----- Data section

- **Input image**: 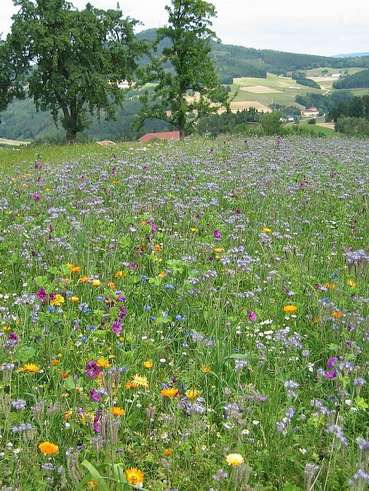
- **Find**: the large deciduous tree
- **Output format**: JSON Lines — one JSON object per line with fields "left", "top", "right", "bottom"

{"left": 5, "top": 0, "right": 145, "bottom": 143}
{"left": 138, "top": 0, "right": 229, "bottom": 138}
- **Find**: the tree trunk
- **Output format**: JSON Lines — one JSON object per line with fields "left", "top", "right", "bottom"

{"left": 66, "top": 126, "right": 77, "bottom": 144}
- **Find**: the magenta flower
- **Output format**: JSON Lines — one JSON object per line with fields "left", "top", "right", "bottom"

{"left": 36, "top": 288, "right": 47, "bottom": 302}
{"left": 247, "top": 311, "right": 257, "bottom": 322}
{"left": 85, "top": 360, "right": 102, "bottom": 379}
{"left": 323, "top": 369, "right": 337, "bottom": 379}
{"left": 213, "top": 229, "right": 222, "bottom": 241}
{"left": 93, "top": 412, "right": 101, "bottom": 433}
{"left": 32, "top": 192, "right": 41, "bottom": 202}
{"left": 90, "top": 389, "right": 102, "bottom": 402}
{"left": 112, "top": 320, "right": 122, "bottom": 335}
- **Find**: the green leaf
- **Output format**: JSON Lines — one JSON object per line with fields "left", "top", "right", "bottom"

{"left": 17, "top": 346, "right": 36, "bottom": 362}
{"left": 81, "top": 460, "right": 110, "bottom": 491}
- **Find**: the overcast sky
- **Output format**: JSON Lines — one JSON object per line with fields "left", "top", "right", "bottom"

{"left": 1, "top": 0, "right": 368, "bottom": 56}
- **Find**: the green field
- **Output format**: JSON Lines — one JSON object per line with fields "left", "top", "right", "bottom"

{"left": 230, "top": 70, "right": 368, "bottom": 110}
{"left": 0, "top": 136, "right": 368, "bottom": 490}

----------

> **Description of the task**
Your answer must be the lines from the one containing "- **Find**: the green leaf" to the last line of the entries, repeated exactly and with nothing else.

> **Answer box**
- **Find**: the green leaf
- **Output format**: JSON Lines — one JSON object per line with fields "left", "top", "right", "bottom"

{"left": 17, "top": 346, "right": 36, "bottom": 362}
{"left": 81, "top": 460, "right": 110, "bottom": 491}
- **Find**: the overcast sky
- **Output format**: JSON Lines — one JSON object per line with fields "left", "top", "right", "bottom"

{"left": 1, "top": 0, "right": 368, "bottom": 56}
- **Find**: the green field
- **Output format**: JSON Lines — one JSON object per line with fields "left", "top", "right", "bottom"

{"left": 230, "top": 70, "right": 368, "bottom": 110}
{"left": 0, "top": 136, "right": 368, "bottom": 490}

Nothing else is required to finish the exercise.